Given text:
RAFAH, Gaza Strip (AP) — Hundreds of foreign passport-holders and dozens of other seriously wounded Palestinians desperate to escape Israel’s bombardment of Gaza crowded around the black metal gate on the Egyptian border Wednesday, hoping to pass through the enclave’s only portal to the outside world for the first time since the war began.
Restless children pressed their faces against the wire mesh as families with backpacks and carry-on suitcases pushed and jostled. The air was thick with apprehension.
Everyone was waiting for the Hamas authorities to call their names over the scratchy loudspeaker. Each name represented another individual with a chance to escape the punishing war that has killed over 8,800 Palestinians, according to the Health Ministry in Hamas-ruled Gaza, and forever altered the enclave they had called home.
“We are relying on God and hoping that we get out,” said Rania Hussein, a Jordanian resident of Gaza, as she breathlessly described the horrors she had fled — entire Palestinian neighborhoods razed and families crushed to death since Oct. 7, when Hamas mounted its unprecedented attack on Israel.
“If it wasn’t for what had happened, we wouldn’t leave Gaza,” she said.
After three weeks of repeatedly dashed hopes and torturous negotiations between Egypt, Israel and Gaza’s Hamas rulers, the first group of Palestinians left the besieged strip through the Rafah crossing, swarmed by TV cameras.
Squeezing through the border gates were 335 foreign passport-holders, mostly Palestinian dual nationals but also some foreigners, 76 critically wounded patients bound for Egyptian hospitals and some staffers from aid organizations, including Doctors Without Borders, the International Committee of the Red Cross and the United Nations agency for Palestinian refugees.
The breakthrough for the hundreds of Palestinians traveling by foot and in ambulances into the Sinai peninsula left many others holding their breath. Confusion reigned as hundreds of people who had braved Israeli air raids to flock to the Egyptian border found themselves stranded after the roll-call ended.

Data excerpt:
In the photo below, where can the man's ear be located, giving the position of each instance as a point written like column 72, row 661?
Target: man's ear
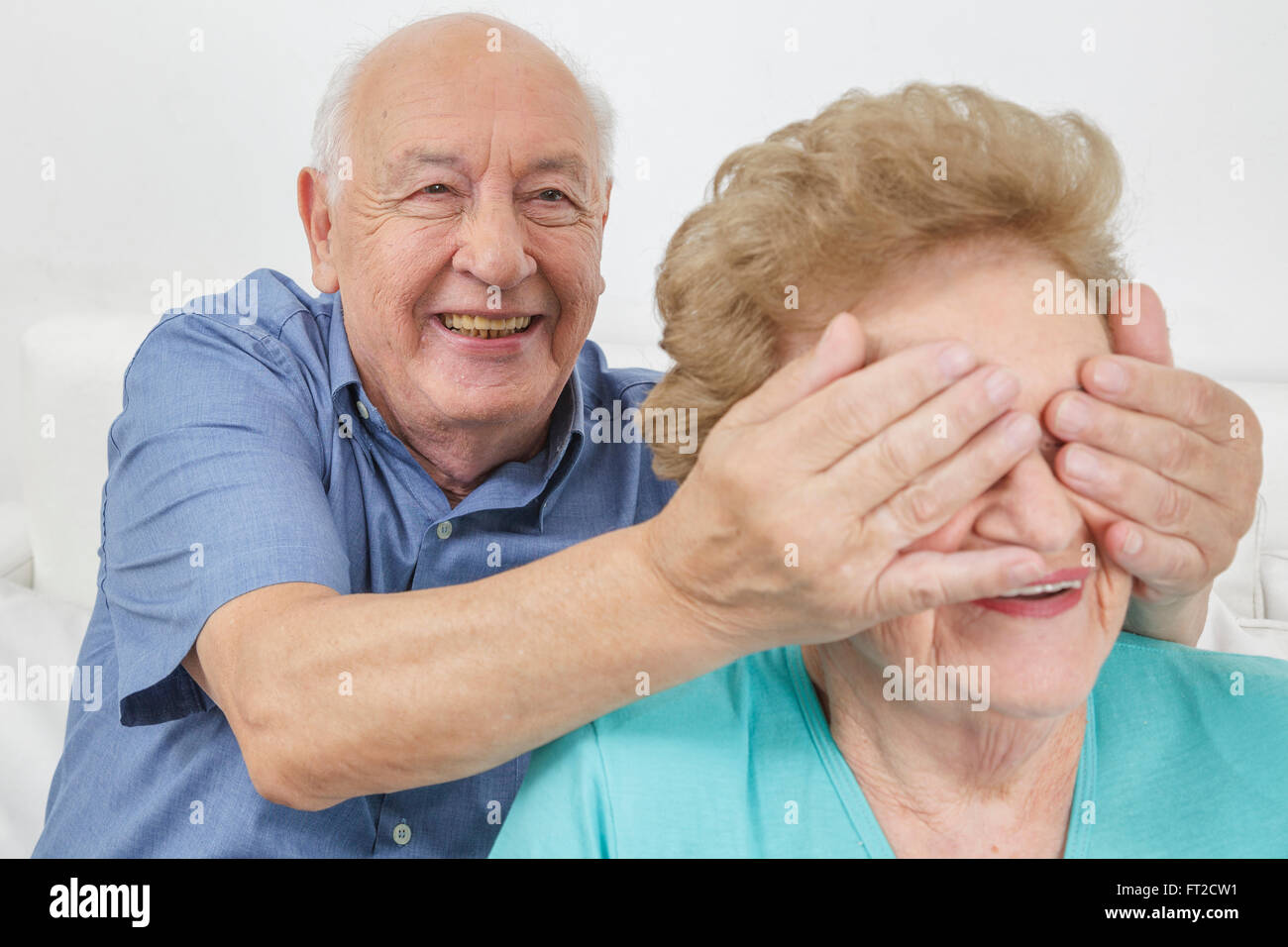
column 316, row 217
column 1137, row 325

What the task requires: Retype the passage of the Rafah crossing article above, starting at "RAFAH, Gaza Strip" and ending at "thick with apprehension.".

Task response:
RAFAH, Gaza Strip (AP) — Hundreds of foreign passport-holders and dozens of other seriously wounded Palestinians desperate to escape Israel’s bombardment of Gaza crowded around the black metal gate on the Egyptian border Wednesday, hoping to pass through the enclave’s only portal to the outside world for the first time since the war began.
Restless children pressed their faces against the wire mesh as families with backpacks and carry-on suitcases pushed and jostled. The air was thick with apprehension.